** Task objective **
The entries below should be output exactly as written.

** Dataset **
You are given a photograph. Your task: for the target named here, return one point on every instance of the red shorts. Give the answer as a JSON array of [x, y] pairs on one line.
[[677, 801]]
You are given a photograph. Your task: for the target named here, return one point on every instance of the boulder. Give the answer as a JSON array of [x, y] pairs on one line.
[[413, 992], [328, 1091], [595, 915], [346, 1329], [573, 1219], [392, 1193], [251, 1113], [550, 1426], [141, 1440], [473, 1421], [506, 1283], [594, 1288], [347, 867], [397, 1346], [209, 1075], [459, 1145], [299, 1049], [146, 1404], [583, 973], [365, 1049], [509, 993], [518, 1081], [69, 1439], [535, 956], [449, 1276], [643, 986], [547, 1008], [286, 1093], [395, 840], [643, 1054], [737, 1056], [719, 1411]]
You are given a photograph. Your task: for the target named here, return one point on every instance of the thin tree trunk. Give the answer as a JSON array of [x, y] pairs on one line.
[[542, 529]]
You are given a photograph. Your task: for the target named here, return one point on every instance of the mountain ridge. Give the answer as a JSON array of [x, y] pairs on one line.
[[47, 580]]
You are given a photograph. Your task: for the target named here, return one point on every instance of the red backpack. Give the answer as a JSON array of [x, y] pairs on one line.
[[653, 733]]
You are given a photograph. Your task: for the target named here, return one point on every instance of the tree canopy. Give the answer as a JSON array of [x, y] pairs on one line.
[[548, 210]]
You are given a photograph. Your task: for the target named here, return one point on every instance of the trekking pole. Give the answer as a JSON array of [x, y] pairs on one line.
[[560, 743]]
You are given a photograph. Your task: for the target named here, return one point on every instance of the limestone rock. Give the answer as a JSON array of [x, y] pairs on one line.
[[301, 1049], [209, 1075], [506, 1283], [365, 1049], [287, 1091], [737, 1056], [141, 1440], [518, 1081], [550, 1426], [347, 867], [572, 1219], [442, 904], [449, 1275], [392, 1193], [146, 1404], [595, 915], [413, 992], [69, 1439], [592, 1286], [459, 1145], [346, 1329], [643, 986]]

** Task response **
You are given a photograph. Your task: for the target named here, return one point on every instance of the red shorts. Give the answer as a JSON array of [x, y] pairs on one line.
[[677, 801]]
You are given a photograph. Your task: for the target named here, return one point on every instance of the boulder. Give the answer as a JSON array of [x, y] pairs on one line.
[[413, 992], [328, 1091], [595, 915], [346, 1329], [573, 1219], [392, 1193], [251, 1113], [550, 1426], [141, 1440], [473, 1421], [506, 1283], [594, 1288], [347, 867], [397, 1346], [209, 1075], [459, 1145], [299, 1049], [146, 1404], [583, 973], [365, 1049], [509, 993], [518, 1081], [69, 1439], [535, 956], [449, 1276], [643, 986], [547, 1008], [286, 1093], [395, 840], [643, 1054], [737, 1056], [719, 1411]]
You are given a photograph. Your task: for the target named here, return one point on every instance of the thin tree trunk. Give the answer as a JSON array of [x, y] pairs on one line.
[[542, 529]]
You are given a photograph. Your task: for the target named here, return one point on every instance of the mountain ridge. Give the answer as a JSON array of [x, y] pairs on one line.
[[47, 580]]
You are given a photograph. Your task: for the target named here, return one point on every instance of the red backpack. Give the answer as a JSON array of [x, y] pairs on one line.
[[653, 733]]
You are given a photograph. Your task: for the target named here, return one point on every instance of the tree canopy. Give the answer as a JSON array of [x, y] pairs on one line.
[[548, 210]]
You are given a photograph. Your task: for the target named here, return one point on every instance of the trekking pole. Give the answer as a JSON array of [x, y] pairs on one line.
[[560, 743]]
You are given a photograph. Your task: for the target named here, return one point on every instance of the limestone rock. Give the answer as a JSON array of [x, y] pairs on one line.
[[301, 1049], [209, 1075], [506, 1283], [365, 1049], [287, 1091], [737, 1056], [141, 1440], [518, 1081], [550, 1426], [347, 867], [572, 1219], [442, 904], [449, 1275], [392, 1193], [146, 1404], [595, 915], [413, 992], [69, 1439], [592, 1286], [459, 1145], [346, 1329], [643, 986]]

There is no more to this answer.